In the example below, we use the `auto_create_table` parameter to create the output table before writing.

In [7]:
# write the dataset to the table, using an autocreated table
ds.write_snowflake(
    write_connect_props, 
    table='CUSTOMER_COPY_2',
    auto_create_table=True
)

Read progress: 100%|██████████| 19/19 [00:00<00:00, 3205.75it/s]
Write Progress: 100%|██████████| 19/19 [00:11<00:00,  1.66it/s]


## Advanced Usage
If more low level access to the Ray Snowflake connector is needed, the underlying `SnowflakConnector` and `SnowflakeDatasource` can be used.

### Snowflake Connector
The `SnowflakeConnector` class holds the connection properties and logic required to establish a connection with Snowflake. Internally it calls the native Python Snowflake API in order to read and write from and to Snowflake tables in parallel across the cluster. The datasource uses the Snowflake Python API's optimized `read_batch` and `write_pandas` methods to enable parallel read and writes of data.

The connector is also a Python context manager, and utilize `with` semantics to define when a connection should be established, db operations commited to the database, and the connection closed. 

The code below will read from a sample table using the connector to manage the connection.

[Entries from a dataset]
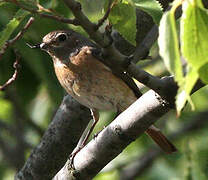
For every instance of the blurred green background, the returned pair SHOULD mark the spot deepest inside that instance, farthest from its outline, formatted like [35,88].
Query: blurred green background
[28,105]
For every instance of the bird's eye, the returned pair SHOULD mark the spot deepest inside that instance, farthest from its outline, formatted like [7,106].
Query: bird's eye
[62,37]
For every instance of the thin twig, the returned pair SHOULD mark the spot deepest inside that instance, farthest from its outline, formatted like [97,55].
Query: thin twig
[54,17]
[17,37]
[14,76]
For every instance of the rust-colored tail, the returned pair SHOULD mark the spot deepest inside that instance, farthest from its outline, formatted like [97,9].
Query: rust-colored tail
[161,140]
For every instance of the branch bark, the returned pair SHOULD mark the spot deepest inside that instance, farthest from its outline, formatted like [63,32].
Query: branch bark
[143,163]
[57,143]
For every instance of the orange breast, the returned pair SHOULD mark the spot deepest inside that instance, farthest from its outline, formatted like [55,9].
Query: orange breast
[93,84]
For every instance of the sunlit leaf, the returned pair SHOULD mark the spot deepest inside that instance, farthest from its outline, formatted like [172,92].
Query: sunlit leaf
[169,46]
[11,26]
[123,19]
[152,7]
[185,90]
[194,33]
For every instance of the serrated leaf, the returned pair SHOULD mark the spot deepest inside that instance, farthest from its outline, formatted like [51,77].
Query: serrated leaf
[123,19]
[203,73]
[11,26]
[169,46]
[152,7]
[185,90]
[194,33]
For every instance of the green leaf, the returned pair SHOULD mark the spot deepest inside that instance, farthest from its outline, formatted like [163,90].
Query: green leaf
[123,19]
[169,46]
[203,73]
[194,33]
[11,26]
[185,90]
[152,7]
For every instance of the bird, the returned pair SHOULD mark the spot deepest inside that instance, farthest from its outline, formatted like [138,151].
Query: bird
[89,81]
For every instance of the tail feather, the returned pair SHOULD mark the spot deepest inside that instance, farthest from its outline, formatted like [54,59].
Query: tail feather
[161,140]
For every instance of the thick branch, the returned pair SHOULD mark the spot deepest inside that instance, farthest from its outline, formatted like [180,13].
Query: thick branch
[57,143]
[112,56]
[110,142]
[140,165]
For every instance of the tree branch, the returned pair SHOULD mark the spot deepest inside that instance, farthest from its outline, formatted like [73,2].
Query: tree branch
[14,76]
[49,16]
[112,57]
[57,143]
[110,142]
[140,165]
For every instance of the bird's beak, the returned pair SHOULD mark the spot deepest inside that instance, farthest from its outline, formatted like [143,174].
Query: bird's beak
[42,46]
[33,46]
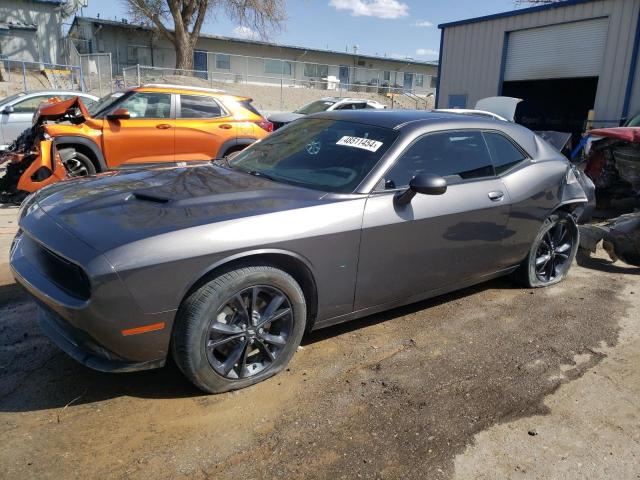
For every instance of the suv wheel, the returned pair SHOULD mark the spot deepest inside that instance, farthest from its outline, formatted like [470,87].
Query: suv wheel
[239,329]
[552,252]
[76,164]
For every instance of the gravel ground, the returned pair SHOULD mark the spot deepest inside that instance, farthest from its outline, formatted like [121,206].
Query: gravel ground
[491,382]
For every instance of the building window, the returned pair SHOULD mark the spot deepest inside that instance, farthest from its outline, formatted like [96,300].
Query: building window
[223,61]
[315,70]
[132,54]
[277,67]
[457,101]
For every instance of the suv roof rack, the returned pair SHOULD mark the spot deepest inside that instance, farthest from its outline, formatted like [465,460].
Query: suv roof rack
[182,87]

* * *

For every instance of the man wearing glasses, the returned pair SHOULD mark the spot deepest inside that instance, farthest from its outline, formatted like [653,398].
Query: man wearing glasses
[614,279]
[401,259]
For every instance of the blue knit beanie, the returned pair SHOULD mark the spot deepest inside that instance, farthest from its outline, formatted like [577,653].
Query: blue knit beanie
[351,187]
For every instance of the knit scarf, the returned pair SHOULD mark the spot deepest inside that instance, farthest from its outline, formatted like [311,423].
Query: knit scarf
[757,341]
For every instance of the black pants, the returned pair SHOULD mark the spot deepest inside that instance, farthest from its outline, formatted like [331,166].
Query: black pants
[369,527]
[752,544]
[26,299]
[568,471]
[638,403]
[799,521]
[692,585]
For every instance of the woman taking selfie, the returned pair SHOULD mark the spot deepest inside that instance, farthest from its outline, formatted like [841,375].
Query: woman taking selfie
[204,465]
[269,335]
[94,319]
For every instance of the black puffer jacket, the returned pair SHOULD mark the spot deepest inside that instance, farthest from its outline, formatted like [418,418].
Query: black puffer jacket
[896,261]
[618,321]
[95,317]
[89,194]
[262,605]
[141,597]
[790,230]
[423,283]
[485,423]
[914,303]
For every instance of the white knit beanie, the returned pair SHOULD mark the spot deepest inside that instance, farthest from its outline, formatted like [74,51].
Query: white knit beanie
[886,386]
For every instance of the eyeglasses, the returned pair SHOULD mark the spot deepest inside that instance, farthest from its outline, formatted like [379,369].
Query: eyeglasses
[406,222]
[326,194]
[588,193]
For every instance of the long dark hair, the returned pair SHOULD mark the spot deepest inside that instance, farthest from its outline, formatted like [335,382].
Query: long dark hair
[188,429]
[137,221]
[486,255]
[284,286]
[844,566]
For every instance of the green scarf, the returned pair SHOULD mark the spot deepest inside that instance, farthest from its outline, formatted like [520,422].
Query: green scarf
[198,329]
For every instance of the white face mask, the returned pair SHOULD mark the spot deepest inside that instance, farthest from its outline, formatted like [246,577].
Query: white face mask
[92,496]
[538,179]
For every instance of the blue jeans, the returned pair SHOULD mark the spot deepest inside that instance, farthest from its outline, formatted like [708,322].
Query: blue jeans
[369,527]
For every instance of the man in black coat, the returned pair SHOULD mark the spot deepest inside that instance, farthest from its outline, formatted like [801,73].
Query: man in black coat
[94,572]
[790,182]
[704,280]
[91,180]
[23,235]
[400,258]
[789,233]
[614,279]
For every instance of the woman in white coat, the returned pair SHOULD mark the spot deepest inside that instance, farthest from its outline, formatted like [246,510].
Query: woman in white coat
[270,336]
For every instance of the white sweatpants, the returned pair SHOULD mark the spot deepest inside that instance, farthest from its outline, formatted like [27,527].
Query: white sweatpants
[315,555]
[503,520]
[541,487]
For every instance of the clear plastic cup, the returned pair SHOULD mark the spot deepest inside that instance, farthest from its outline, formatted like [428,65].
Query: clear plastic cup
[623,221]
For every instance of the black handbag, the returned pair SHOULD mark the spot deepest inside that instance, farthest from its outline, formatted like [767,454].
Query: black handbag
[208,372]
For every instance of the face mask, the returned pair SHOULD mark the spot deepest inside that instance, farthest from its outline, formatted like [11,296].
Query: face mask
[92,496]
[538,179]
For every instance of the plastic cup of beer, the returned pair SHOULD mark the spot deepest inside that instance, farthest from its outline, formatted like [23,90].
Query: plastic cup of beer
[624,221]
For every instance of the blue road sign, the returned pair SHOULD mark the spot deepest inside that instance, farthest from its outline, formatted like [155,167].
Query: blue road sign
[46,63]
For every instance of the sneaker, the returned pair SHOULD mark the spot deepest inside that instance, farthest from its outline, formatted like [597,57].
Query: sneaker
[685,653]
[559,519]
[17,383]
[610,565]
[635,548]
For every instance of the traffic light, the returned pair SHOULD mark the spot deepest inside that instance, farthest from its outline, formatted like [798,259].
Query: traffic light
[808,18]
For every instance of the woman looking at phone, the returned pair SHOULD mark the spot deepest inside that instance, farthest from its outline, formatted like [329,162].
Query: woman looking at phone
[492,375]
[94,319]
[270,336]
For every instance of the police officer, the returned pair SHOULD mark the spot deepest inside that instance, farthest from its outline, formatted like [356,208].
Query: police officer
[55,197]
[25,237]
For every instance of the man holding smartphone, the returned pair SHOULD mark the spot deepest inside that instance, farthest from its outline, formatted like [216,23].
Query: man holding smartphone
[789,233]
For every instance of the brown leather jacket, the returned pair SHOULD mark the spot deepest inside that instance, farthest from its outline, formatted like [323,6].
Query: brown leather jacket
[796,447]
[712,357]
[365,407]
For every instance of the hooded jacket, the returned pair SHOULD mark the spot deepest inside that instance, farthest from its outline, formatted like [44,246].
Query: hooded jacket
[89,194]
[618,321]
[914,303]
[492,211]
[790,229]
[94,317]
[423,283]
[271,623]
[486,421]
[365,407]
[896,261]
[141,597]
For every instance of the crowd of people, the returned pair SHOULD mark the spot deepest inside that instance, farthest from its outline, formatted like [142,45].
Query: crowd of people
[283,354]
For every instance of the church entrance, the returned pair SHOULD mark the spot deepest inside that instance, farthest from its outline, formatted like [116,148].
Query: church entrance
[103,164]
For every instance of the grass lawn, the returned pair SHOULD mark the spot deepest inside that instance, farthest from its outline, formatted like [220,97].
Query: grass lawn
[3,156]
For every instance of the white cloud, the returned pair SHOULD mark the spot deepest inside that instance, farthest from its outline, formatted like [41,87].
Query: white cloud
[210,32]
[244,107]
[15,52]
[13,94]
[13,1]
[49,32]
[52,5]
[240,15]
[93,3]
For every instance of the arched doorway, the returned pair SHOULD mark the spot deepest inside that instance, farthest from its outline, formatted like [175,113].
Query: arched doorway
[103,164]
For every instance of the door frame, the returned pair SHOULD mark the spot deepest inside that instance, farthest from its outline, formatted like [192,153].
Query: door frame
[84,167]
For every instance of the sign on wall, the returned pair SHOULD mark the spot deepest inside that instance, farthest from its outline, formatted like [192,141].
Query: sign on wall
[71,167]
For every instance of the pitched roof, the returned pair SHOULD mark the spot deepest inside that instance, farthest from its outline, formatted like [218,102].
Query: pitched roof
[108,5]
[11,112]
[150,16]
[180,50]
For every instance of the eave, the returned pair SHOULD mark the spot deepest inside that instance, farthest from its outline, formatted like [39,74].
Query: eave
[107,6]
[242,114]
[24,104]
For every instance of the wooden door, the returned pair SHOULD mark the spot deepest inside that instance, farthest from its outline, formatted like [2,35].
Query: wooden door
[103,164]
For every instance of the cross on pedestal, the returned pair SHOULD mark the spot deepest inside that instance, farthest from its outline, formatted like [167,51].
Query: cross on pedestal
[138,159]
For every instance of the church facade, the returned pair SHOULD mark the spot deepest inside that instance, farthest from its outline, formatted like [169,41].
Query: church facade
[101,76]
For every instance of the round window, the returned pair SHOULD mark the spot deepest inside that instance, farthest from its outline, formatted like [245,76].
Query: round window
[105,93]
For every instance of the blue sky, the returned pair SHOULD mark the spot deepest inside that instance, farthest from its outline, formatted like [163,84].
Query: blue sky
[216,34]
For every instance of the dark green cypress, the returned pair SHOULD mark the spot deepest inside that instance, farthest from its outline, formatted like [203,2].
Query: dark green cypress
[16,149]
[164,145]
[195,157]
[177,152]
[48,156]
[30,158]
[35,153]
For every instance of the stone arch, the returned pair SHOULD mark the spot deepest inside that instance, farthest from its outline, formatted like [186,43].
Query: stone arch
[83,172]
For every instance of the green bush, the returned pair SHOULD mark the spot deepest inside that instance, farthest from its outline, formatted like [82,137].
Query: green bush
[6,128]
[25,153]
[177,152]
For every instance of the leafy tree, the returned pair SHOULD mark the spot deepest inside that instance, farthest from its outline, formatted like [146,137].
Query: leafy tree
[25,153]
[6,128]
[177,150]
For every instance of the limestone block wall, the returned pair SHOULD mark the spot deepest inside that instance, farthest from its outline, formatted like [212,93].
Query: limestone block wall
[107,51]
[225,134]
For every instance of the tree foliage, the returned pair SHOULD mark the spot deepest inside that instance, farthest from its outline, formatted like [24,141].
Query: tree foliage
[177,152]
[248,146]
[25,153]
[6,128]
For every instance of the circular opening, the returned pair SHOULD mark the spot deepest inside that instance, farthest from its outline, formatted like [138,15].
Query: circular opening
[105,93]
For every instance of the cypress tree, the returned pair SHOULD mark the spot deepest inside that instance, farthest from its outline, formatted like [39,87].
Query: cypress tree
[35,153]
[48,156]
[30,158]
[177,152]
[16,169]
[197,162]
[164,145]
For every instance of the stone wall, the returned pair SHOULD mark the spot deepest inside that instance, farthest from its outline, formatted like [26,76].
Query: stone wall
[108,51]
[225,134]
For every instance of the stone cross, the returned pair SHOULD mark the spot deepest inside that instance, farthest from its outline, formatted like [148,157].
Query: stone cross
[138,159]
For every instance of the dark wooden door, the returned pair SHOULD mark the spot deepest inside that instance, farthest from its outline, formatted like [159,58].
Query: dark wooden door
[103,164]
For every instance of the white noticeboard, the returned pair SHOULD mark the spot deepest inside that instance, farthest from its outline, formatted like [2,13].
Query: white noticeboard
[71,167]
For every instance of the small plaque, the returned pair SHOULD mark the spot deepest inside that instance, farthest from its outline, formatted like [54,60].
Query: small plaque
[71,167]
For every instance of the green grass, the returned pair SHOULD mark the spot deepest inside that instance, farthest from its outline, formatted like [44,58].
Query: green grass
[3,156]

(Stated exercise 1): Echo the part of the text about the Ray Snowflake connector from "## Advanced Usage" up to and including "can be used.".
(Stated exercise 2): According to the text about the Ray Snowflake connector, which Snowflake Python API methods does the datasource use to allow parallel reads and writes of data?
(Stated exercise 3): Summarize the text about the Ray Snowflake connector in two sentences.
These entries come from a separate source, not from the text about the Ray Snowflake connector.

(Expected output 1):
## Advanced Usage
If more low level access to the Ray Snowflake connector is needed, the underlying `SnowflakConnector` and `SnowflakeDatasource` can be used.

(Expected output 2): It uses the `read_batch` and `write_pandas` methods.

(Expected output 3): The `auto_create_table` parameter can be used to create the output table before a dataset is written to Snowflake. For lower-level access, the `SnowflakeConnector` class holds the connection properties and logic, calls the native Python Snowflake API to read and write tables in parallel across the cluster, and works as a context manager with `with` semantics.